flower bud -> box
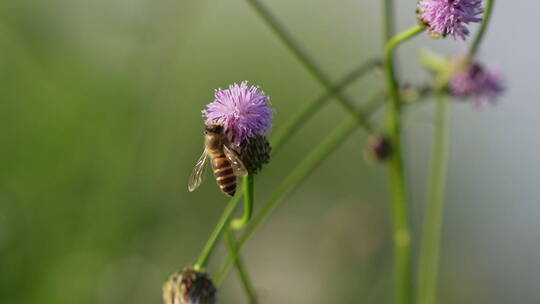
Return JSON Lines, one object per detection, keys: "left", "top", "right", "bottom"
{"left": 163, "top": 268, "right": 216, "bottom": 304}
{"left": 239, "top": 135, "right": 272, "bottom": 175}
{"left": 364, "top": 135, "right": 392, "bottom": 162}
{"left": 448, "top": 60, "right": 504, "bottom": 108}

> **WORK ORDER**
Print all the lines above exactly as they are, but without the pictures.

> **EXERCISE OUTPUT**
flower bud -> box
Return JSON Lines, one object per detection, keys: "left", "top", "right", "bottom"
{"left": 163, "top": 268, "right": 216, "bottom": 304}
{"left": 239, "top": 135, "right": 272, "bottom": 175}
{"left": 364, "top": 135, "right": 392, "bottom": 162}
{"left": 448, "top": 60, "right": 504, "bottom": 108}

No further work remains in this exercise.